TESTO PROPOSTO ▸
Tanto per la semina diretta, quanto per quella su terreno lavorato, la polivalenza d’impiego sta assumendo un’importanza crescente: in entrambi i settori è possibile, regolando la pressione al suolo, impiegare la stessa macchina su terreni con diversa sofficità. Chiaramente i valori in gioco sono diversi: per la semina convenzionale la pressione su ciascun elemento può essere variata (per esempio, da 15 a 30 kg), mentre la macchina da sodo deve caricare ogni corpo con centinaia di kg per consentire la penetrazione nel suolo.

La semina autunnale non viene ancora pagata per quello che vale davvero, nemmeno al contoterzista, né viene correttamente valutata, come costo, dalla maggior parte delle aziende agricole

Grado di utilizzazione annua

Benché il valore di acquisto possa essere molto diverso (la seminatrice da sodo costa da 2 a 3 volte quella per terreno lavorato, senza contare la maggiore richiesta di potenza), il costo complessivo si compensa ampiamente con il risparmio conseguito sulle lavorazioni. Analizzando i fattori che influiscono in maggior misura sulla determinazione del costo di esercizio, svolge un ruolo di primo piano il grado di utilizzazione annua, che suddivide il costo complessivo in ore, o ettari, di lavoro svolto.

La seminatrice è una macchina estremamente specializzata, concepita per fare bene un solo lavoro: alcune macchine possono essere adibite alla fertilizzazione di precisione, se dotate di un sistema di localizzazione con precisione centimetrica, ma non a costo zero. Non è fantascienza, perché i fertilizzanti – specie gli azotati – possono dare luogo alla formazione di polveri sottili ed esistono vari studi sulla riduzione dell’inquinamento grazie alla localizzazione (e interramento) dei granuli di concime.

VOCI DEL DATASET ▸
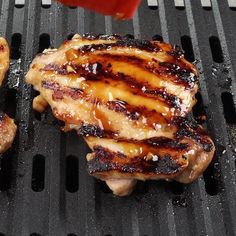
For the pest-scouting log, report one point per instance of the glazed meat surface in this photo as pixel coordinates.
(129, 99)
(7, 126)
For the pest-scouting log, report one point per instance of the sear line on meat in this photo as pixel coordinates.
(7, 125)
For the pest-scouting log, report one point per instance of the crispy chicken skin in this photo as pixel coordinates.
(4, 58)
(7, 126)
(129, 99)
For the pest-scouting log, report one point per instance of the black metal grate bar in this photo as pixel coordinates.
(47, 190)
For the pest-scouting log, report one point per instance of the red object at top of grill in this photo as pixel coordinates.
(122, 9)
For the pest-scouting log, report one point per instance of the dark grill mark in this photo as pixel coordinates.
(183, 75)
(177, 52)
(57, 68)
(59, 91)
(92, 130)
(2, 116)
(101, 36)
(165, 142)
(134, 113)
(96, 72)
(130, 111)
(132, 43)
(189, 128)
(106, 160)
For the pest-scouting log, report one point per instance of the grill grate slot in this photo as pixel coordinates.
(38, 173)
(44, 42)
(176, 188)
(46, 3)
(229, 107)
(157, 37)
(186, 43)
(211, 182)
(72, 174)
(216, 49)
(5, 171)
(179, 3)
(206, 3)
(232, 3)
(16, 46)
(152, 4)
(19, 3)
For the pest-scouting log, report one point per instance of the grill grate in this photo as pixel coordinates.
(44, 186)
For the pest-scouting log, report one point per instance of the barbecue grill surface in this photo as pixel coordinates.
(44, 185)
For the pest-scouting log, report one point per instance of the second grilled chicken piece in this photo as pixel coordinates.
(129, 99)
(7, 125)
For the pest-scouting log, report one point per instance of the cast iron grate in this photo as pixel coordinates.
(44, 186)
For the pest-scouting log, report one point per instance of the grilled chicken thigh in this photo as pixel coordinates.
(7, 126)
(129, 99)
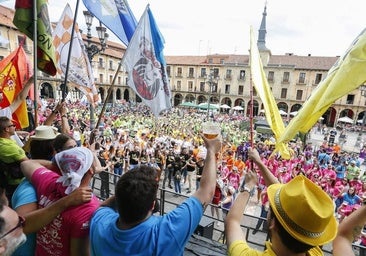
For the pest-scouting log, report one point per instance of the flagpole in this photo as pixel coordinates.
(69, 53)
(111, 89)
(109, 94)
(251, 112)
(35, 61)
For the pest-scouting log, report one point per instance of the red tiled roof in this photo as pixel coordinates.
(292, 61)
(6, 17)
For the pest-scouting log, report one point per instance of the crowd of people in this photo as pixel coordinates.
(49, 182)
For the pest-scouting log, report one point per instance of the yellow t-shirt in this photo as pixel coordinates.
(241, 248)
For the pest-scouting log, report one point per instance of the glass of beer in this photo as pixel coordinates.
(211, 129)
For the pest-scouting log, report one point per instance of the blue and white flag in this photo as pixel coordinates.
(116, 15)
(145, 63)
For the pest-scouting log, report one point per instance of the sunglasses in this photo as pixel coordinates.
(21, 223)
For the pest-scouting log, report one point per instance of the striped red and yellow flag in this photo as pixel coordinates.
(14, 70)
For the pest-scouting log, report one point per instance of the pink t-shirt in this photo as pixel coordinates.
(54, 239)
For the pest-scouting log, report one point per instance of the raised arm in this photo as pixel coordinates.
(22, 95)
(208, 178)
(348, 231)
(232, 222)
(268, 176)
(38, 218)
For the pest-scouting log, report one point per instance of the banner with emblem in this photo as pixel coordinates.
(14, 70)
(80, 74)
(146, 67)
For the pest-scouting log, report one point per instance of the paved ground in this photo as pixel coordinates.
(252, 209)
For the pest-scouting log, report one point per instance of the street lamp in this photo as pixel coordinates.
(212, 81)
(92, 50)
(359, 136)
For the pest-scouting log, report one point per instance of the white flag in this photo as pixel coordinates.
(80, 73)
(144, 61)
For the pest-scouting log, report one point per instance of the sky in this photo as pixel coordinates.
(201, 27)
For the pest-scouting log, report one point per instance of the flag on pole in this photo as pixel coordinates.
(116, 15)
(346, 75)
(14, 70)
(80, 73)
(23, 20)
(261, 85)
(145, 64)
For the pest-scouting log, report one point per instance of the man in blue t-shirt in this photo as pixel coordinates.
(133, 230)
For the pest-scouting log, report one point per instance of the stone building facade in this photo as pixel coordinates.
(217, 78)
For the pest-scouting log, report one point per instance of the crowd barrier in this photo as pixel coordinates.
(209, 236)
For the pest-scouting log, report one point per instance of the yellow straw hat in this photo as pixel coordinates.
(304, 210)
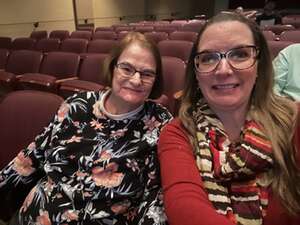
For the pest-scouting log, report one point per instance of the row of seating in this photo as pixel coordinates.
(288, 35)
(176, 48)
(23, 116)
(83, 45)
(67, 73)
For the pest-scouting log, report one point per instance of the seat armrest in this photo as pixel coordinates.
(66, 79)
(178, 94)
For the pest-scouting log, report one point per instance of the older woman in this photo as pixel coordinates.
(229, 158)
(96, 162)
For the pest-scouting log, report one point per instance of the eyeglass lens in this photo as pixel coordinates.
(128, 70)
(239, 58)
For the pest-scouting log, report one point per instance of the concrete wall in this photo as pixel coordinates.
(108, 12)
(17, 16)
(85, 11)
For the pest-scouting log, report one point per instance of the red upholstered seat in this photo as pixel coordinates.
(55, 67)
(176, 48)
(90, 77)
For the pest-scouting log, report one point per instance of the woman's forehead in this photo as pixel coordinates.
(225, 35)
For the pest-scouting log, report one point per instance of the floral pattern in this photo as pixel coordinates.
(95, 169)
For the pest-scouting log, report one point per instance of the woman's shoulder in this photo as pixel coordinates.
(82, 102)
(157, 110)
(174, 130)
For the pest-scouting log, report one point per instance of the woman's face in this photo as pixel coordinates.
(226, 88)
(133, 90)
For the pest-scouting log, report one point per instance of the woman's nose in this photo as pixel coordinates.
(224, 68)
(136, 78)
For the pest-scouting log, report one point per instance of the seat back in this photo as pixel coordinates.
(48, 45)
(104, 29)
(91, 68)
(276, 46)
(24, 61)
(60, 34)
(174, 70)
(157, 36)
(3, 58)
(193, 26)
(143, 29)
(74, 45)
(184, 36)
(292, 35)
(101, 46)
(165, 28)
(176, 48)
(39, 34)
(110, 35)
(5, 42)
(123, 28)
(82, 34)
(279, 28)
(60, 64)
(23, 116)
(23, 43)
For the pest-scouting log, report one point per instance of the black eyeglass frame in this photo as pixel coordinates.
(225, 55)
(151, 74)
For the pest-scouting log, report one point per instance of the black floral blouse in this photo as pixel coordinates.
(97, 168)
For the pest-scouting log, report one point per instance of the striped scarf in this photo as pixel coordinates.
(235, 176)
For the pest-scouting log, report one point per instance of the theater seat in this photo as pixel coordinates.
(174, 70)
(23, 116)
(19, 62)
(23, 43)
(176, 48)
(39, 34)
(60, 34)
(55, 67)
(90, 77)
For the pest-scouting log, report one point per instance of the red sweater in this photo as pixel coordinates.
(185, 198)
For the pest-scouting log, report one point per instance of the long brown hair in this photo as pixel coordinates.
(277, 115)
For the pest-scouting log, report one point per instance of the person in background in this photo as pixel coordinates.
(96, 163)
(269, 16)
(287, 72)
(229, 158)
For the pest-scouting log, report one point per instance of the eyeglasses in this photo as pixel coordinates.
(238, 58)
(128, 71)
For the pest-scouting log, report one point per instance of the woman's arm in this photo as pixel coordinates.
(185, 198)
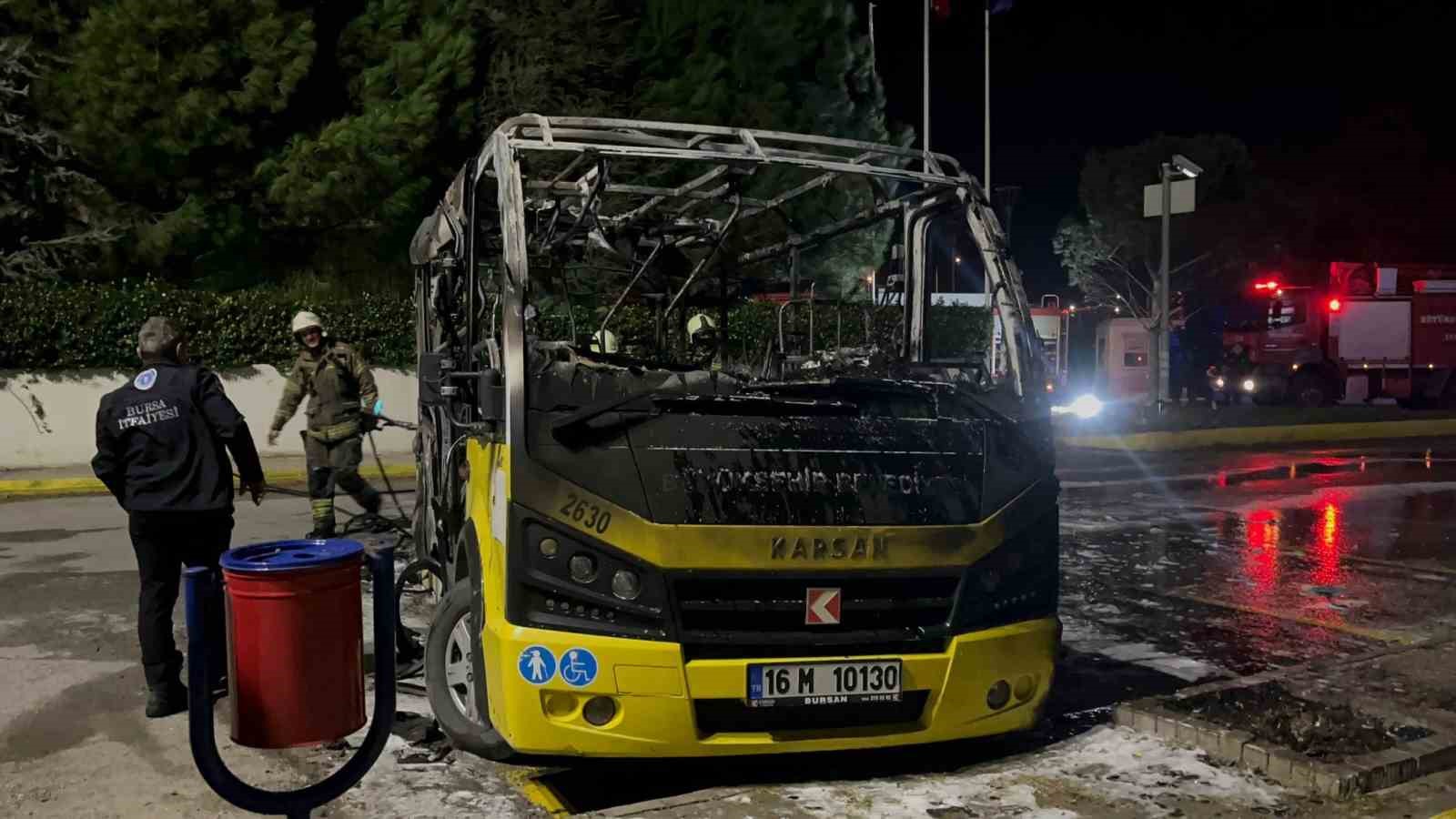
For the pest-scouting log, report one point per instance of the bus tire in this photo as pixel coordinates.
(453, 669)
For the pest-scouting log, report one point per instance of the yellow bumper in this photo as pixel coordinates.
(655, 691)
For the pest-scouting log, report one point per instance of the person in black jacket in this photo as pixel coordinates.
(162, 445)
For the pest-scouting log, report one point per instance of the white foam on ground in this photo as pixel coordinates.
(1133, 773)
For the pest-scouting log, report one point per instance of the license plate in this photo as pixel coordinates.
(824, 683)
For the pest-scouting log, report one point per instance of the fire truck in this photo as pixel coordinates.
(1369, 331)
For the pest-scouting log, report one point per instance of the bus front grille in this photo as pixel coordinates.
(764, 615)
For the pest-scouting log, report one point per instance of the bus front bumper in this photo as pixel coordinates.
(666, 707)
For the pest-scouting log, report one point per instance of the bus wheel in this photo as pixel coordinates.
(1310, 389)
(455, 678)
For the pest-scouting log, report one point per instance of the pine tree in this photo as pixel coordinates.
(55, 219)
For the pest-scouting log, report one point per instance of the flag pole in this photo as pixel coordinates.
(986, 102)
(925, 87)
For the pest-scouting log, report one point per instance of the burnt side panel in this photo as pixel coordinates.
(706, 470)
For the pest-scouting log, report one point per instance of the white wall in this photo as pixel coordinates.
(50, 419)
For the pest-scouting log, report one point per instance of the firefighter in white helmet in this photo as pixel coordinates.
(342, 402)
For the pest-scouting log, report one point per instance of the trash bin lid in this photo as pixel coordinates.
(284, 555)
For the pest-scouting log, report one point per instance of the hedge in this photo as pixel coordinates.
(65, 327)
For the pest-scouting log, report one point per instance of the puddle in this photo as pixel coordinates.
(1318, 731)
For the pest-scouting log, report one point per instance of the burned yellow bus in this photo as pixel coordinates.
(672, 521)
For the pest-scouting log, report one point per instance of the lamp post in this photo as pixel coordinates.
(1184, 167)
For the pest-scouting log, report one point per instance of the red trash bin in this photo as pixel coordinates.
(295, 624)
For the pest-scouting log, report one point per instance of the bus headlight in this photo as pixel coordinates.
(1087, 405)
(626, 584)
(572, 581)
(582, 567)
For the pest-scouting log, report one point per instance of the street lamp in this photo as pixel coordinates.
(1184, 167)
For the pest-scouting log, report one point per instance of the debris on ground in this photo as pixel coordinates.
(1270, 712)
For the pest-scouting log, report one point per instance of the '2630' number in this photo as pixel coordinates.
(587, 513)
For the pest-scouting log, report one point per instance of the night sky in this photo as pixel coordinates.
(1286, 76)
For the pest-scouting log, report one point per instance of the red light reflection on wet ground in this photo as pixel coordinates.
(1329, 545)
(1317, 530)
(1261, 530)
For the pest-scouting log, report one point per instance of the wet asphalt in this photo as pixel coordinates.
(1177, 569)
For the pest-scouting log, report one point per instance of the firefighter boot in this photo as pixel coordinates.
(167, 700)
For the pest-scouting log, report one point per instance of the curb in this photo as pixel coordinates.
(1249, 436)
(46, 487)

COMPITO ▸ Prosegui il testo sulle seminatrici dopo l'ultima frase riportata. Le voci sono materiale a sé, distinto dal testo.

RISPOSTA ▸
Se ci si limita alla semina su sodo o terreno non completamente preparato, il calendario a disposizione è piuttosto limitato: in autunno si comincia con il colza e poi via con i cereali vernini e le leguminose invernali; in primavera si apre una finestra per le leguminose a ciclo estivo. In totale si può arrivare a qualche centinaio di ore, su una superficie complessiva dell’ordine del migliaio di ettari per una macchina da 5-7 metri, che si dimezzano per una da 3 metri. Considerato che una seminatrice di buon livello viene progettata per lavorare per almeno 10.000 ore prima di procedere a manutenzioni straordinarie, è possibile allungare il periodo di ammortamento, ma il costo per ettaro rimane piuttosto sensibile. A livello operativo, il riempimento della tramoggia obbliga a una sosta ogni 10-20 ettari, a seconda della larghezza di lavoro; inoltre, nel costo della semina bisogna inserire almeno il secondo operatore per il carico della semente, con relativi trattore e rimorchio.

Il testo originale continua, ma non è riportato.